Problem collection

tjohnson

Joined Dec 23, 2014
611
I found this link with a collection of very interesting physics problems from Duke University's physics department. Maybe some of the people in this forum will find it useful either as educational reference, or simply entertainment.
There are some puzzling problems there. I'm curious if anyone knows what the answer to #3 is? (You can either post it hidden as a spoiler or PM me.) I don't see how such a heavy sandbag could possibly be blown that distance with just a drinking straw.
 

Thread Starter

cmartinez

Joined Jan 17, 2007
8,218
There are some puzzling problems there. I'm curious if anyone knows what the answer to #3 is? (You can either post it hidden as a spoiler or PM me.) I don't see how such a heavy sandbag could possibly be blown that distance with just a drinking straw.

SET OF TASKS -
(1) In the forum post, repeat the part that opens with the words containing "Problem collection" and closes with "or simply entertainment.", swapping "entertainment" for "amusement".
(2) Please translate this sentence from the forum post into Spanish: "There are some puzzling problems there."

DATA SECTION -
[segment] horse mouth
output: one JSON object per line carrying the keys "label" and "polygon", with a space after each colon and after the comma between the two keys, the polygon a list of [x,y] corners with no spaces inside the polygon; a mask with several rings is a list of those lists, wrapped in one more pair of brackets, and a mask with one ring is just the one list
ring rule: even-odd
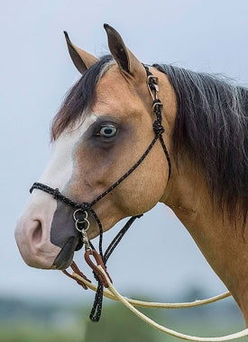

ANSWERS TO THE EXERCISE -
(1)
Problem collection

tjohnson

Joined Dec 23, 2014
611
I found this link with a collection of very interesting physics problems from Duke University's physics department. Maybe some of the people in this forum will find it useful either as educational reference, or simply amusement.

(2) Ahí hay algunos problemas desconcertantes.